**STATED GOAL**
Find every line in the records that contains the word "helmet" and copy each such line.

[Records of labeled points]
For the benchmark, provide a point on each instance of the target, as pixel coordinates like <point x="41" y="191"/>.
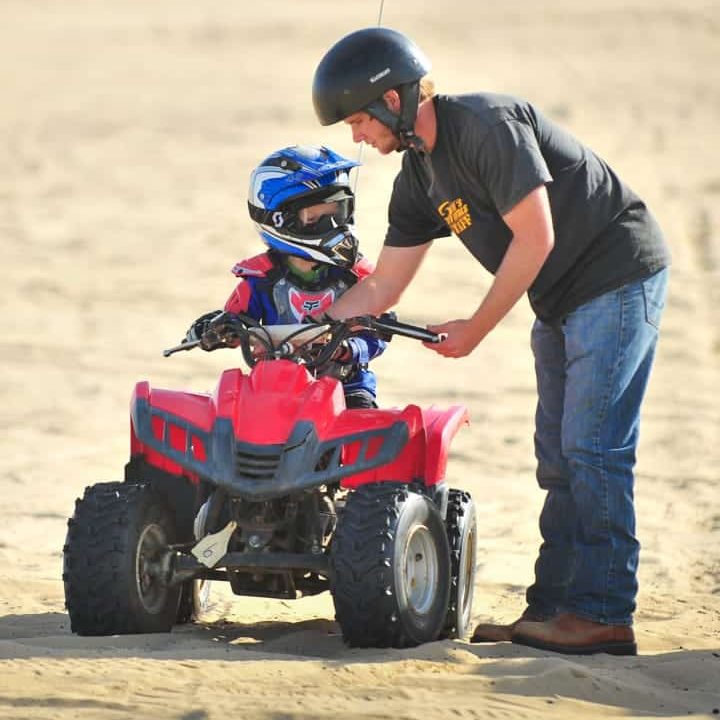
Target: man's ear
<point x="392" y="100"/>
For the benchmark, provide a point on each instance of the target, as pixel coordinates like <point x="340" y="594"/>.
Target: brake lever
<point x="182" y="346"/>
<point x="395" y="327"/>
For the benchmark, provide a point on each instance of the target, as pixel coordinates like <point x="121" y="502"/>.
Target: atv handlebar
<point x="310" y="343"/>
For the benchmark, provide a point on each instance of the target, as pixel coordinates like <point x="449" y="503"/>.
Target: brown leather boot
<point x="490" y="632"/>
<point x="573" y="635"/>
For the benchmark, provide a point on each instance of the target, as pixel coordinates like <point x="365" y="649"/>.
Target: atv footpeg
<point x="212" y="548"/>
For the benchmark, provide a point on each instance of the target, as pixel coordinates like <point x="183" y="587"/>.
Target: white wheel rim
<point x="420" y="570"/>
<point x="149" y="568"/>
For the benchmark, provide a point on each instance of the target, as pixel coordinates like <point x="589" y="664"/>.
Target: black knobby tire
<point x="390" y="576"/>
<point x="116" y="562"/>
<point x="461" y="528"/>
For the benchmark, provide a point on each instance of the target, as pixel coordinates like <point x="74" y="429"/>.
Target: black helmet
<point x="356" y="72"/>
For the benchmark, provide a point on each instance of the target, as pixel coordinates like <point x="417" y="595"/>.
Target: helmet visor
<point x="319" y="219"/>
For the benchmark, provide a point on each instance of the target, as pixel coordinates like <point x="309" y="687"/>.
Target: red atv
<point x="271" y="484"/>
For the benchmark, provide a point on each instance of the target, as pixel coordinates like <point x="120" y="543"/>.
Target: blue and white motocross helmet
<point x="297" y="177"/>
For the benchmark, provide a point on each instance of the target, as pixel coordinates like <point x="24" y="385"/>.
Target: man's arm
<point x="395" y="269"/>
<point x="533" y="238"/>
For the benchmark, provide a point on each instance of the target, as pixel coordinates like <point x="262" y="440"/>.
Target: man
<point x="548" y="218"/>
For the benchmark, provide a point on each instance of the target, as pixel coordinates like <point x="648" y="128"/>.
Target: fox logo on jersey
<point x="306" y="303"/>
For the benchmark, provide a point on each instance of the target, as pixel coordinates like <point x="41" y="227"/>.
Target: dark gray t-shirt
<point x="490" y="152"/>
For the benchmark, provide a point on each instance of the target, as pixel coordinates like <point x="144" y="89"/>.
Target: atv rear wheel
<point x="461" y="528"/>
<point x="117" y="561"/>
<point x="390" y="577"/>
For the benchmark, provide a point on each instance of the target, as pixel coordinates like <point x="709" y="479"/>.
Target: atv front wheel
<point x="390" y="577"/>
<point x="117" y="561"/>
<point x="461" y="531"/>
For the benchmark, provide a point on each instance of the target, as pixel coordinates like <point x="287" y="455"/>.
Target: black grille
<point x="255" y="465"/>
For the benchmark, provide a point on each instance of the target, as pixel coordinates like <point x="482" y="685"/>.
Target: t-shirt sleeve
<point x="511" y="164"/>
<point x="411" y="219"/>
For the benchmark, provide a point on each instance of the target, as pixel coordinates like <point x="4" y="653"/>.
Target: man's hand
<point x="461" y="337"/>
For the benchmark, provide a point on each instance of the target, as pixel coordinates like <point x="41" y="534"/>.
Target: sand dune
<point x="129" y="131"/>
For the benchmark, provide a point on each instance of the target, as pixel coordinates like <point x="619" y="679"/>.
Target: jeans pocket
<point x="654" y="290"/>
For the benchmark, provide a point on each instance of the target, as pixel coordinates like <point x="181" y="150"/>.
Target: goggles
<point x="309" y="217"/>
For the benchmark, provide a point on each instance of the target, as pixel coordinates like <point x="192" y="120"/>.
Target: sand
<point x="128" y="133"/>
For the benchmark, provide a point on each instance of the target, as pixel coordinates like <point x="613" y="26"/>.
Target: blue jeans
<point x="592" y="370"/>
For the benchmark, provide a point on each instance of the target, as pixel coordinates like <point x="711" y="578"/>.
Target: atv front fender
<point x="441" y="426"/>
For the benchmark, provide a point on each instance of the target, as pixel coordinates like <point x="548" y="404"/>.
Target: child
<point x="302" y="205"/>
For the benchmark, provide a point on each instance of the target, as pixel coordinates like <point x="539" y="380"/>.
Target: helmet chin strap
<point x="402" y="125"/>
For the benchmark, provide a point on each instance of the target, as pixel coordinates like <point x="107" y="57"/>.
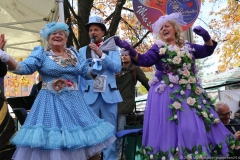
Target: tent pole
<point x="61" y="10"/>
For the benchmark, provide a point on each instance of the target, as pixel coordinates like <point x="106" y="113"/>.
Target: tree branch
<point x="141" y="40"/>
<point x="116" y="18"/>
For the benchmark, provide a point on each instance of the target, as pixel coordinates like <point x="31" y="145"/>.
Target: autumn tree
<point x="225" y="30"/>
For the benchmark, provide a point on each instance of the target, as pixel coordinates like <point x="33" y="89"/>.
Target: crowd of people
<point x="84" y="97"/>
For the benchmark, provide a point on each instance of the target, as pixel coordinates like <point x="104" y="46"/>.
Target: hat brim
<point x="102" y="26"/>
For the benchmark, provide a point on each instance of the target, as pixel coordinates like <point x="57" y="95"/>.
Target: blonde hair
<point x="180" y="39"/>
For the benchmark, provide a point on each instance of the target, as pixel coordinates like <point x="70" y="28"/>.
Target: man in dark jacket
<point x="126" y="81"/>
<point x="224" y="114"/>
<point x="7" y="127"/>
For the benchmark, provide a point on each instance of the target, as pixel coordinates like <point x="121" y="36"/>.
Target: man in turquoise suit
<point x="102" y="94"/>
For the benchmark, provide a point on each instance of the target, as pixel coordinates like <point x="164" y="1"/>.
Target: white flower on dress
<point x="189" y="157"/>
<point x="177" y="149"/>
<point x="175" y="117"/>
<point x="153" y="81"/>
<point x="204" y="114"/>
<point x="176" y="105"/>
<point x="204" y="101"/>
<point x="177" y="60"/>
<point x="183" y="81"/>
<point x="144" y="151"/>
<point x="191" y="101"/>
<point x="180" y="53"/>
<point x="192" y="80"/>
<point x="186" y="73"/>
<point x="182" y="92"/>
<point x="189" y="86"/>
<point x="151" y="156"/>
<point x="189" y="55"/>
<point x="211" y="115"/>
<point x="216" y="120"/>
<point x="162" y="51"/>
<point x="209" y="96"/>
<point x="160" y="43"/>
<point x="198" y="90"/>
<point x="176" y="48"/>
<point x="233" y="146"/>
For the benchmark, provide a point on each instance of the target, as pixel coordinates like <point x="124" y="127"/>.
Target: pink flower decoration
<point x="69" y="83"/>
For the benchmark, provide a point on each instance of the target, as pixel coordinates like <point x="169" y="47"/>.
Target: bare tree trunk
<point x="116" y="18"/>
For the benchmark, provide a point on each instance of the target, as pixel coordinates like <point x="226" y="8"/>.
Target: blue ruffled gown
<point x="60" y="125"/>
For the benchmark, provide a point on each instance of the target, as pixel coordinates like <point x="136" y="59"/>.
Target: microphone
<point x="93" y="39"/>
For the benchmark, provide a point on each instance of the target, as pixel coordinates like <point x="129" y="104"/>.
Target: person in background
<point x="7" y="126"/>
<point x="102" y="99"/>
<point x="126" y="82"/>
<point x="224" y="114"/>
<point x="179" y="119"/>
<point x="36" y="86"/>
<point x="60" y="125"/>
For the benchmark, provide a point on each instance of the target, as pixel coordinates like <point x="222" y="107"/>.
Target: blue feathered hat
<point x="51" y="27"/>
<point x="97" y="21"/>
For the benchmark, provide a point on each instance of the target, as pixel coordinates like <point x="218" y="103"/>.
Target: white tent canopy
<point x="21" y="21"/>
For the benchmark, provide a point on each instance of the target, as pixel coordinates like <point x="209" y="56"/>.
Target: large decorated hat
<point x="97" y="21"/>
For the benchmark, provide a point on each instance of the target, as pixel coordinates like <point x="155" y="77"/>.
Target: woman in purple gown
<point x="180" y="121"/>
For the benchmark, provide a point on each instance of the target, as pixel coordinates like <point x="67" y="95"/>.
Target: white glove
<point x="4" y="56"/>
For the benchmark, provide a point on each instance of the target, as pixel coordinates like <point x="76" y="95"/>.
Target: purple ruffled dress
<point x="180" y="121"/>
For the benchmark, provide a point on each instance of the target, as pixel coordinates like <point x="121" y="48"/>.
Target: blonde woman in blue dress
<point x="60" y="125"/>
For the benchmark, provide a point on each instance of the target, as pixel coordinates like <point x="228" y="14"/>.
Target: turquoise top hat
<point x="97" y="21"/>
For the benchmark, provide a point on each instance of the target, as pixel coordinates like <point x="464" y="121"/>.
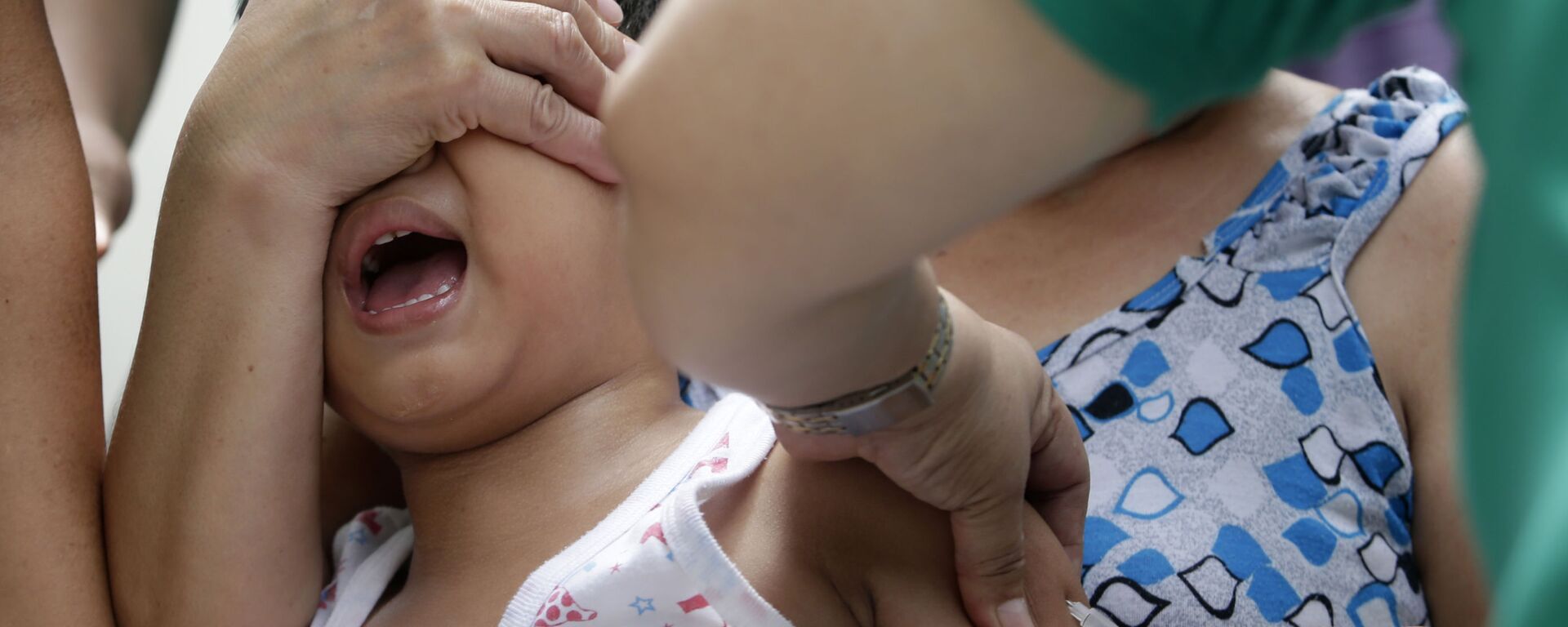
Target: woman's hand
<point x="328" y="98"/>
<point x="996" y="434"/>
<point x="311" y="102"/>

**ANSWER TO THE PROBLEM**
Target: black helmet
Target: helmet visor
Target: blue and white motocross helmet
Target: helmet chin strap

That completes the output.